◆ **Source text**
** BEGIN **

I think we can safely assume this for now. But I *think* we are fine
either way:

We are using memblock_region_memory_end() in all cases I spotted
(especially consistently in overlap_memmap_init()) - so there is never a
mis-match that could result in an endless loop.

Anyhow, having mirrored sub-page regions would be weird either way :)
(just like any zone that would end on sub-pages)

> 
> Reviewed-by: Alexander Duyck <alexander.h.duyck@linux.intel.com>
> 

Thanks!

** END **

◆ **Given exercise**
Do these statements agree with the memblock reply? Answer yes or no for each, quoting the words that decide it. (a) The writer uses memblock_region_memory_end() in every case they spotted. (b) The writer thinks mirrored sub-page regions would be normal. (c) The reply contains a Reviewed-by line from Alexander Duyck. The lines that come next are separate material, not part of the memblock reply.

◆ **Records shown**

** BEGIN **

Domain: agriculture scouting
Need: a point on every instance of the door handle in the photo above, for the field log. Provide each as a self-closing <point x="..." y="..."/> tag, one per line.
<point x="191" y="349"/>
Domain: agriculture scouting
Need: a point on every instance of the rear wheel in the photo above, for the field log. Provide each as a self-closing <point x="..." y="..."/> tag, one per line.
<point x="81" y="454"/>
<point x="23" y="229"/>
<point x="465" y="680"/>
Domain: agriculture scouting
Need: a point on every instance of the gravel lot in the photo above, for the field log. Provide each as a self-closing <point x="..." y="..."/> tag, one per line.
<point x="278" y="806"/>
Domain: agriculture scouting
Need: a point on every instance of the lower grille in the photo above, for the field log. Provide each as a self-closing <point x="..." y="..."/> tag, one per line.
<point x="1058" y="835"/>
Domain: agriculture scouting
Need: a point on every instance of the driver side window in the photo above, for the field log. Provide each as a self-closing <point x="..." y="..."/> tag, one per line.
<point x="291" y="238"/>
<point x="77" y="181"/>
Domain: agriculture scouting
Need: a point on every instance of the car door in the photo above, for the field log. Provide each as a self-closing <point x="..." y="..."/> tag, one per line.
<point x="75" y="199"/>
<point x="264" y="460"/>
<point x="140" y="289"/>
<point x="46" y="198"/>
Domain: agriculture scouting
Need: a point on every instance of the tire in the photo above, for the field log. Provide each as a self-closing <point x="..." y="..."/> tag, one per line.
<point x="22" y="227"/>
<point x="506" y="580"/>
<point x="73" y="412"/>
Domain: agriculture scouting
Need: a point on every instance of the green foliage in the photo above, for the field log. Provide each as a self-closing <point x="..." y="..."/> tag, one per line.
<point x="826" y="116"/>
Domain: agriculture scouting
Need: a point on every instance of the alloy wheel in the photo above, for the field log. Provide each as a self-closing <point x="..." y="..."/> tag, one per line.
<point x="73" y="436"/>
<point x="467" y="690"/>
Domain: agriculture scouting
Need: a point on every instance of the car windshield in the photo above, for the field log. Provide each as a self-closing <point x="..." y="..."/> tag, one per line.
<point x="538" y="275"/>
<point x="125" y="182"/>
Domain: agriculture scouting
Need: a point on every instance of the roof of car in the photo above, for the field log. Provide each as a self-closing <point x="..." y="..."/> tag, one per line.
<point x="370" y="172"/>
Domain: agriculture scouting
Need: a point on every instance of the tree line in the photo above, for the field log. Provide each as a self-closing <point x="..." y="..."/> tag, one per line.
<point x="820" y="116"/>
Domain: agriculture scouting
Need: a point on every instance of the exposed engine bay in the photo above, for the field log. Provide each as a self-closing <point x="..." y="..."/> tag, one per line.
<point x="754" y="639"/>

** END **

◆ **Completed task**
(a) Yes: "We are using memblock_region_memory_end() in all cases I spotted"
(b) No: "having mirrored sub-page regions would be weird either way"
(c) Yes: "Reviewed-by: Alexander Duyck <alexander.h.duyck@linux.intel.com>"